**REQUIREMENT**. Give back, unchanged, the lines from the one containing "Practice step: label each instance of the raised" to the end of the listing, inclusive of both.
--- PROVIDED ENTRIES Enclosed Below ---
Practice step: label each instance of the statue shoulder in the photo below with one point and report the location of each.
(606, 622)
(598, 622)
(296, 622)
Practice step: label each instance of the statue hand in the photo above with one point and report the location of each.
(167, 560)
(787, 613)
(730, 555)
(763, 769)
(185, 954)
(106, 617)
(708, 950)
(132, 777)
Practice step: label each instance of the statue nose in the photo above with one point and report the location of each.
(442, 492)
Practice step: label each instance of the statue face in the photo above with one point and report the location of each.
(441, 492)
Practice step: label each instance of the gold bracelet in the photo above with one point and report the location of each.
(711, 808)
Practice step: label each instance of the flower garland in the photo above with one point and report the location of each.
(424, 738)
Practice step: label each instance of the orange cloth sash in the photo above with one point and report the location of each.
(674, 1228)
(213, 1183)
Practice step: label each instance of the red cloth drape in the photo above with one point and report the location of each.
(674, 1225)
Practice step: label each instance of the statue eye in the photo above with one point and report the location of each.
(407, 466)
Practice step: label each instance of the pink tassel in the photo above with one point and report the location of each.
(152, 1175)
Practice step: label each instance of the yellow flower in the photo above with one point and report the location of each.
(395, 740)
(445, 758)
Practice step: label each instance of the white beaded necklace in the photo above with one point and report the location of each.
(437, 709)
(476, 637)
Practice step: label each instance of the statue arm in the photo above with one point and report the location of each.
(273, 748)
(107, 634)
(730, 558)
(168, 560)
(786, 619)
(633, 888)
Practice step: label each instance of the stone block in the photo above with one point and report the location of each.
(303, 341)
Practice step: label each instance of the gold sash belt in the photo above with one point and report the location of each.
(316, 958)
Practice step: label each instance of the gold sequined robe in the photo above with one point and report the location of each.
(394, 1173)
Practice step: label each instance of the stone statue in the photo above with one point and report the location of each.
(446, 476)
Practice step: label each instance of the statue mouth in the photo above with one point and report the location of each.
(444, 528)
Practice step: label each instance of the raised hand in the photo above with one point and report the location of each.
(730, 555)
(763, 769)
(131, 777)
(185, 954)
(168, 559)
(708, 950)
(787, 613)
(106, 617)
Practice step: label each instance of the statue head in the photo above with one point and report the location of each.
--- End of Enclosed PROVIDED ENTRIES ---
**ANSWER FOR THE TASK**.
Practice step: label each instance of the raised hand in the photo above with one point and report the location of each.
(730, 555)
(763, 769)
(131, 777)
(185, 954)
(168, 559)
(708, 950)
(787, 613)
(106, 617)
Practice step: label each instance of the statue head in the photo above with one point and report the location of each.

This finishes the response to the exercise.